EXERCISE PROMPT: Copy verbatim the rows starting at the line containing "Target: domed roof" and ending at the last line of the rows, with both ends included.

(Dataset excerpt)
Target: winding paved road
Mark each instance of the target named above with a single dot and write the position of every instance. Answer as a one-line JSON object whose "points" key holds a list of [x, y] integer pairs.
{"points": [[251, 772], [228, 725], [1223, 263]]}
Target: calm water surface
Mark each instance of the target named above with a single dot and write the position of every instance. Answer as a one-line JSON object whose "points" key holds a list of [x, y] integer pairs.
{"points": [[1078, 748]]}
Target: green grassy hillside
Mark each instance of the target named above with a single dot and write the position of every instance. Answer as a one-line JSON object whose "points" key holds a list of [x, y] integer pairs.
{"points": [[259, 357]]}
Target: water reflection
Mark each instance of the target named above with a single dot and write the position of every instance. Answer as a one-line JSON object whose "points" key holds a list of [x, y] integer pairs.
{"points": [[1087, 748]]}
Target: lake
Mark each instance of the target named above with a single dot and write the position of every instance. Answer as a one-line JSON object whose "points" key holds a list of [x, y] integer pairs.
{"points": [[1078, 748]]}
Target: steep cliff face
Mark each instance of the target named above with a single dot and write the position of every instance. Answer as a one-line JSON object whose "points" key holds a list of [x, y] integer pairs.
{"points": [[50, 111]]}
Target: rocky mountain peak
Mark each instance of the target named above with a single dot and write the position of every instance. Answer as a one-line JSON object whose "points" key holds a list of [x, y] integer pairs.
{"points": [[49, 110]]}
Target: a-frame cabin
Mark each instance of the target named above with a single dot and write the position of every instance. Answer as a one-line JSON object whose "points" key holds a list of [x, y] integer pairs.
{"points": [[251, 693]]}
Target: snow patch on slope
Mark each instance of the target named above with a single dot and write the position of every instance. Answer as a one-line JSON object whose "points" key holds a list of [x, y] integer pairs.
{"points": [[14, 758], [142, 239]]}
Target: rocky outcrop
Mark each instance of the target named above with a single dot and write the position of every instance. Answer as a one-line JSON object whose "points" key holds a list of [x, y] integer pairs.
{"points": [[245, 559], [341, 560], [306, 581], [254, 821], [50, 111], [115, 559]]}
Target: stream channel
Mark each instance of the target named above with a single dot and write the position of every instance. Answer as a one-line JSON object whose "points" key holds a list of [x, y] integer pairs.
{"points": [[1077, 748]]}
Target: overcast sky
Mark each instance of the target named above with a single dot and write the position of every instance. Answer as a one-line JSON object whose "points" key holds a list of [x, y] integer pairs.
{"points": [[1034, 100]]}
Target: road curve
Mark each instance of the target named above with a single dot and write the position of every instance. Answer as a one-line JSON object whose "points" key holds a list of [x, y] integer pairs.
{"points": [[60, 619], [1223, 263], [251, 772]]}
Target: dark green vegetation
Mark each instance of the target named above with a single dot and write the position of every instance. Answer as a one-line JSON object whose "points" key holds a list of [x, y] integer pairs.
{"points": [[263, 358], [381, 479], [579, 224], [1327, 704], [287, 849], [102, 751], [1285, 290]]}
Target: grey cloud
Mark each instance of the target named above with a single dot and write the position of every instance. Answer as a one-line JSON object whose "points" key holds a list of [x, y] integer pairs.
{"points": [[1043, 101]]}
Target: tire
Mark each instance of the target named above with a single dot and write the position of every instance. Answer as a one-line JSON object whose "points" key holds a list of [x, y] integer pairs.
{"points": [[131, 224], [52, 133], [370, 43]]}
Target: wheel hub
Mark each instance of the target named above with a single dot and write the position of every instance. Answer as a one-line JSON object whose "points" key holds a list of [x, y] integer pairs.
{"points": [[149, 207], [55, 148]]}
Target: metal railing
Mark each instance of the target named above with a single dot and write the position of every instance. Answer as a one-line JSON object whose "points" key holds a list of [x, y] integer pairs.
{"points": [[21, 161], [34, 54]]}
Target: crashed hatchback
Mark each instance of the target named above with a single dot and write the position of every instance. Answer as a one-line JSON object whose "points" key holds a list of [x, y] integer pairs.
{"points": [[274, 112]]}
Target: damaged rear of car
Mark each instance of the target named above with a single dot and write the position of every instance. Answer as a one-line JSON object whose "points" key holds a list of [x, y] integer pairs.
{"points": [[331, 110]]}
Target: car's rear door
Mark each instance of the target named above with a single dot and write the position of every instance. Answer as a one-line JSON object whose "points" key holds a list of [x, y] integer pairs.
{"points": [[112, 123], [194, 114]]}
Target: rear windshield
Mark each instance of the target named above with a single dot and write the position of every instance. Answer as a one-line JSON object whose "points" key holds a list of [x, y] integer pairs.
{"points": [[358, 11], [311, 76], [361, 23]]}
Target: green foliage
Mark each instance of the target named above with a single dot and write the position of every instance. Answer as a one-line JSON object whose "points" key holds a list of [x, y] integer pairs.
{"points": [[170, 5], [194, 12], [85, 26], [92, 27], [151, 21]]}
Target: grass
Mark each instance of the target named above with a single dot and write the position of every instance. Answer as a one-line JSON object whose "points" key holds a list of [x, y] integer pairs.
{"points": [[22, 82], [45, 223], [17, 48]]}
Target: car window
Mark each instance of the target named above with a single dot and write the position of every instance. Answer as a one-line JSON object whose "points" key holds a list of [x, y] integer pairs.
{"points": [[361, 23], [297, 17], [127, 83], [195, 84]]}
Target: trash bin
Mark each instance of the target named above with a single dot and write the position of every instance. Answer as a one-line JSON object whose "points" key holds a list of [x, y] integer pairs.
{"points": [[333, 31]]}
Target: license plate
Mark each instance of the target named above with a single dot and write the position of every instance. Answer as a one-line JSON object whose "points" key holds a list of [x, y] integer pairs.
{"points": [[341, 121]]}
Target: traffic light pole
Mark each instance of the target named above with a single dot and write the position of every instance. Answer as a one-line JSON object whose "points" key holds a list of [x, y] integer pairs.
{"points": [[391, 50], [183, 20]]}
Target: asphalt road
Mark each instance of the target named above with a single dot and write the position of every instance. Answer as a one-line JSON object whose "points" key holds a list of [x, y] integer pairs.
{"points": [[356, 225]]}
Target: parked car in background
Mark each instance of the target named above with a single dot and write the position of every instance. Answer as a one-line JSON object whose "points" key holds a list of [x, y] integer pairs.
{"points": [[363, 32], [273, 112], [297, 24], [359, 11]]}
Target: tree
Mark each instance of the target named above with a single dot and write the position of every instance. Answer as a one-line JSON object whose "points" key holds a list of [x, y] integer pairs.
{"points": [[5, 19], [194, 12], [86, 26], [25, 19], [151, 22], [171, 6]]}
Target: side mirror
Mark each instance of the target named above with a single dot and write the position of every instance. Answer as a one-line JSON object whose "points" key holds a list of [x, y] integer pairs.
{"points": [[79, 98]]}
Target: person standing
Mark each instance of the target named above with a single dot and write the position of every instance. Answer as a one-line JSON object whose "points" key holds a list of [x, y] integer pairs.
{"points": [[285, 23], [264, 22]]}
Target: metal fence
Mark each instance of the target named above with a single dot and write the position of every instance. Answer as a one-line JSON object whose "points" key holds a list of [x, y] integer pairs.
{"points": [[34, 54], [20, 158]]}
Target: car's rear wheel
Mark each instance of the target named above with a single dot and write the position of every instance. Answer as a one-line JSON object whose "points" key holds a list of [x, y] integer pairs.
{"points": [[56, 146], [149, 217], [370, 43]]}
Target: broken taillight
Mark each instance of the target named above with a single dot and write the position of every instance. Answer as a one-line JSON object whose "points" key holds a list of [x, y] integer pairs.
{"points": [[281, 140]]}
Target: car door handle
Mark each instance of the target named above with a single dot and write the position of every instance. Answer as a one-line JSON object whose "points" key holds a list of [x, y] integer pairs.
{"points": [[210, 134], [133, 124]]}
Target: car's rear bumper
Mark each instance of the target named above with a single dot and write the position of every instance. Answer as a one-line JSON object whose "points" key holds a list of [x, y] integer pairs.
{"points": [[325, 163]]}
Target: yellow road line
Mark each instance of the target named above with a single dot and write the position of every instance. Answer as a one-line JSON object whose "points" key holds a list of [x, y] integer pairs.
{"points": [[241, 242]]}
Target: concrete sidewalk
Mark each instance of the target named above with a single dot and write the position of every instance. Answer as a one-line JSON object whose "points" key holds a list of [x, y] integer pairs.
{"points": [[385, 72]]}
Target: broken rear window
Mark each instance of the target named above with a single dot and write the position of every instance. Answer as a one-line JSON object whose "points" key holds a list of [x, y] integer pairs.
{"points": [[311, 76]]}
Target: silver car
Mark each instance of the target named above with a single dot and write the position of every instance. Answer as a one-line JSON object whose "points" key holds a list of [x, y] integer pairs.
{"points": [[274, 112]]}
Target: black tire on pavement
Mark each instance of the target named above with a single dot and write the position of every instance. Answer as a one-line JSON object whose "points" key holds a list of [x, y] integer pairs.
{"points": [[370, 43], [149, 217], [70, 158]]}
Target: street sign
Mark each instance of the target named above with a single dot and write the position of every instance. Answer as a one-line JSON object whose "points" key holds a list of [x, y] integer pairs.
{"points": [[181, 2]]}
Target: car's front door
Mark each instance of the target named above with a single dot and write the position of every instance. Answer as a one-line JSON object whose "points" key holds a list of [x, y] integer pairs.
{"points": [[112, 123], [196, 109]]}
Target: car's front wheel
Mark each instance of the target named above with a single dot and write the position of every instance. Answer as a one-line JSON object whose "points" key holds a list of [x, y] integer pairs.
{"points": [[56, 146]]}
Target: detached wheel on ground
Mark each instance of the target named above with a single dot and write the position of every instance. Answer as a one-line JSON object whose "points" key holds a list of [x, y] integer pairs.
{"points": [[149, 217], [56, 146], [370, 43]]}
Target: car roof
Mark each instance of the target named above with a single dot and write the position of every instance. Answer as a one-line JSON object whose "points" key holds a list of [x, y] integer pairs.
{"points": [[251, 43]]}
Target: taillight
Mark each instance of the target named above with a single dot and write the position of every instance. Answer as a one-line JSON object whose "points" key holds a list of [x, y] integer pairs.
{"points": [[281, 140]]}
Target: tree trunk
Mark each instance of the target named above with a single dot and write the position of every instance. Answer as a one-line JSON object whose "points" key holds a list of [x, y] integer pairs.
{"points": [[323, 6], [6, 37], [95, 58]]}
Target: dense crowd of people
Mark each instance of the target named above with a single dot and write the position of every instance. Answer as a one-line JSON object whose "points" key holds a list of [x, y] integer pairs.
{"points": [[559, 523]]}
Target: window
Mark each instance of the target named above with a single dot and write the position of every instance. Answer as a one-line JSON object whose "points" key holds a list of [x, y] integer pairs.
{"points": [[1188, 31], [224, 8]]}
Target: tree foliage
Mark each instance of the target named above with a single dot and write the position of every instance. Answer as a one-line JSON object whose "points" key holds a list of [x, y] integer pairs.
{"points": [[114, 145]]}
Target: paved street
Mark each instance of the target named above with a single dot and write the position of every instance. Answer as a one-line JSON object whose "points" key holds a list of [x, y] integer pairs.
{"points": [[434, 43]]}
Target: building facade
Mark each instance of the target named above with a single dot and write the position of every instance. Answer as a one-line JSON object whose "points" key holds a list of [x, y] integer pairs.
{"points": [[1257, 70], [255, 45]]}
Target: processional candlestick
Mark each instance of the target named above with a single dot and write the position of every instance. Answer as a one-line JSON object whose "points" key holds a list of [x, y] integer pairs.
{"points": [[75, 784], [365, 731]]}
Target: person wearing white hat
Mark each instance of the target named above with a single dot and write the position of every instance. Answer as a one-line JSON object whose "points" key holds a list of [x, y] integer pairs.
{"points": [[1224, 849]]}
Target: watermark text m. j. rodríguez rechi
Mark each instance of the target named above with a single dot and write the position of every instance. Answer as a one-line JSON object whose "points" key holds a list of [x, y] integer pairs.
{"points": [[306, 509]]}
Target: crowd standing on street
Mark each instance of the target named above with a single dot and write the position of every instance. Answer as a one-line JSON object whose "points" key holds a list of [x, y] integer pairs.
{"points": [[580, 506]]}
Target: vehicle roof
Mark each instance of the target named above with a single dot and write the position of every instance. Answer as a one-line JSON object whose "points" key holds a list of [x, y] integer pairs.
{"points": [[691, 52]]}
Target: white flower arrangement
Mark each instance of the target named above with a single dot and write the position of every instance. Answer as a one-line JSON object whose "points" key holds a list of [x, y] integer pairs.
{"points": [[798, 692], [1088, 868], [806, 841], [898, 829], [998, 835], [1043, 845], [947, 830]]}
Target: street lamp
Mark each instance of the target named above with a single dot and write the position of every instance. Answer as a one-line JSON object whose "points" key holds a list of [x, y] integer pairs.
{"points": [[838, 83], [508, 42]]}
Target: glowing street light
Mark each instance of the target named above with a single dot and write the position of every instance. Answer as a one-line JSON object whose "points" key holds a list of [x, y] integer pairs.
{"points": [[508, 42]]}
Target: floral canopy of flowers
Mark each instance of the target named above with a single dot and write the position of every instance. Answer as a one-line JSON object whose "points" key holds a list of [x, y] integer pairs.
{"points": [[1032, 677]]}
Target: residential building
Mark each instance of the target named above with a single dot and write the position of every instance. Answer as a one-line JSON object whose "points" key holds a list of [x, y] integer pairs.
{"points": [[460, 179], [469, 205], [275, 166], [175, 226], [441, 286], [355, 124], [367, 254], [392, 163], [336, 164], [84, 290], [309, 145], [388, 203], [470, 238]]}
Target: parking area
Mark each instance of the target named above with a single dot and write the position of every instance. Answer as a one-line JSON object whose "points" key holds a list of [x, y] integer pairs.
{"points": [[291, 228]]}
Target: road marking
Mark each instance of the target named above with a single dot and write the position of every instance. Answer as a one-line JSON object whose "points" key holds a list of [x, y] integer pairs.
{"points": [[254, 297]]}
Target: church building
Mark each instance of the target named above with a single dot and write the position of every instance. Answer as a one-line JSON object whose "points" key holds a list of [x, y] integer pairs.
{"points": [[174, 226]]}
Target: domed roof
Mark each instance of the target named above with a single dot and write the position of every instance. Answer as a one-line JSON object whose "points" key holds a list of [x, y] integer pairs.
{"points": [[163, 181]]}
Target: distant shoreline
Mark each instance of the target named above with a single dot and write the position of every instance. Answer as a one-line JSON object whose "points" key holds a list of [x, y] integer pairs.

FULL RESPONSE:
Target: domed roof
Mark each instance of the target named above with a single dot and write the position of every instance. Answer as a one-line JSON object whose "points" key holds a list of [x, y] integer pairs.
{"points": [[163, 181]]}
Target: distant shoreline
Mark each instance of the target named above with a single dot and write the position of every instance. Answer as a one-line JSON object whose "points" key holds a list of [x, y] integer pairs.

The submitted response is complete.